What is required: Print the entire listing below word for word, leaving out the pictures.

Records supplied:
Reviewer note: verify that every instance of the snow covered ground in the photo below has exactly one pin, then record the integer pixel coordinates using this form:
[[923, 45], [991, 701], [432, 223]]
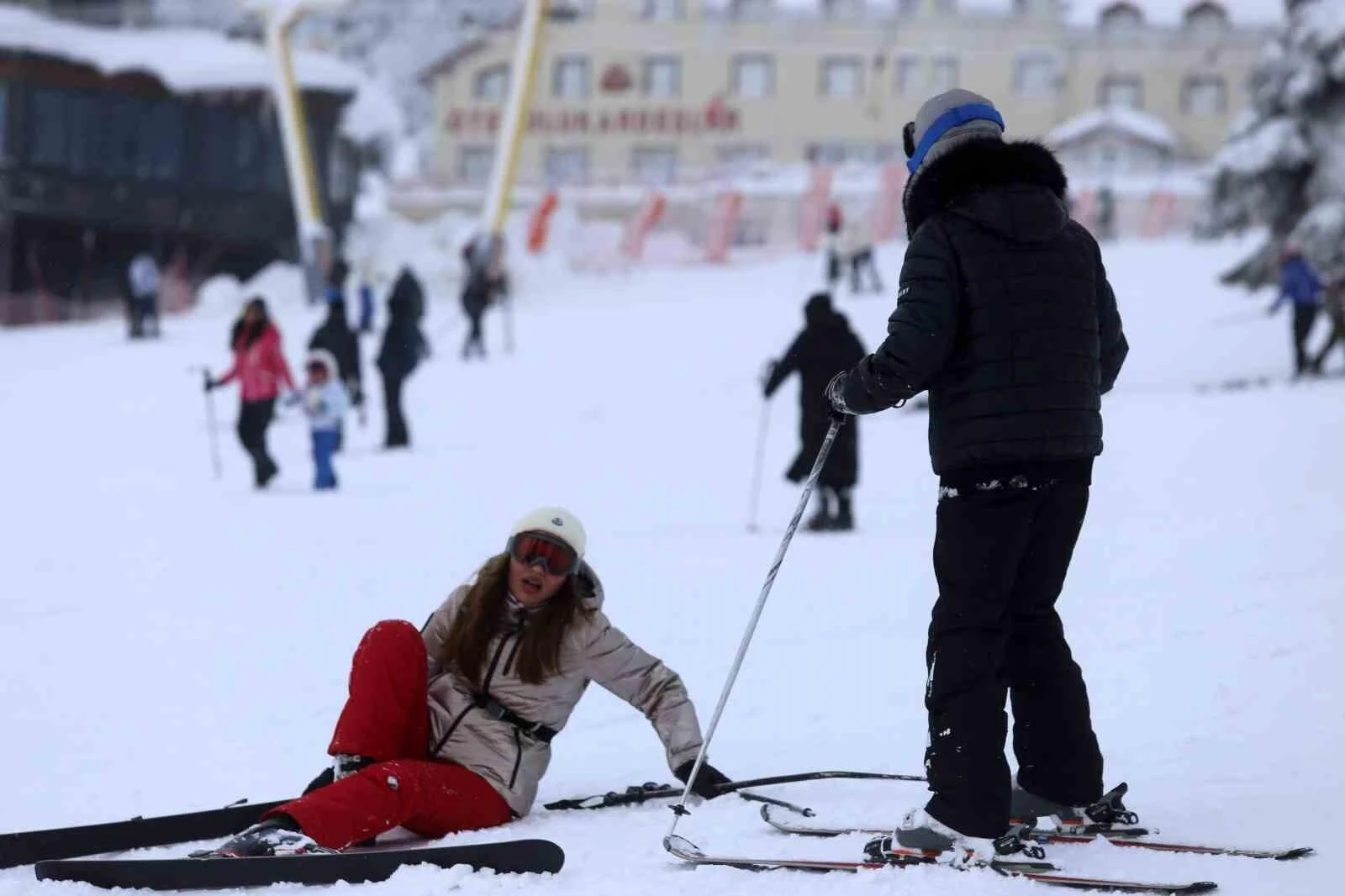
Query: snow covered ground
[[171, 642]]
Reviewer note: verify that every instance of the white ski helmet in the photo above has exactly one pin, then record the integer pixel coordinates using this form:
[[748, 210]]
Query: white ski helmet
[[324, 358]]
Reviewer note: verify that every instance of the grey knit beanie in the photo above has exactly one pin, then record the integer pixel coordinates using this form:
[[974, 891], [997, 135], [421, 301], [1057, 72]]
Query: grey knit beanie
[[950, 119]]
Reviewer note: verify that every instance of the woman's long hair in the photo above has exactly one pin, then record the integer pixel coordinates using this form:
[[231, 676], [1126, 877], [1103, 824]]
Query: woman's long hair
[[249, 333], [479, 618]]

Worked answer:
Reviewer note: verify that every instance of the snow covered ground in the photo below has exactly one pin, then record the integer pixel coordinates using this form:
[[923, 45], [991, 701], [432, 223]]
Query: snow covered ground
[[171, 642]]
Reviewer note: verify that every instance of the white ski helmet in the photo above has exactly one pin, then record the integer pixel coordinates using this form:
[[748, 210]]
Query: white ski helmet
[[324, 358]]
Reviewer note: verify that every instance of the grey knit beanie in the photo above has exactly one pin, then record the integer pixel coordinates using this form:
[[974, 891], [997, 135], [421, 301], [1057, 72]]
Query: grey knit beanie
[[950, 119]]
Reviewer note: verify that every instance of the woman's long hair in the photo above has exactly one pin, then record the integer pixel coordinates using this form:
[[231, 676], [1126, 877], [1103, 824]]
Query: woman's long hair
[[249, 333], [479, 618]]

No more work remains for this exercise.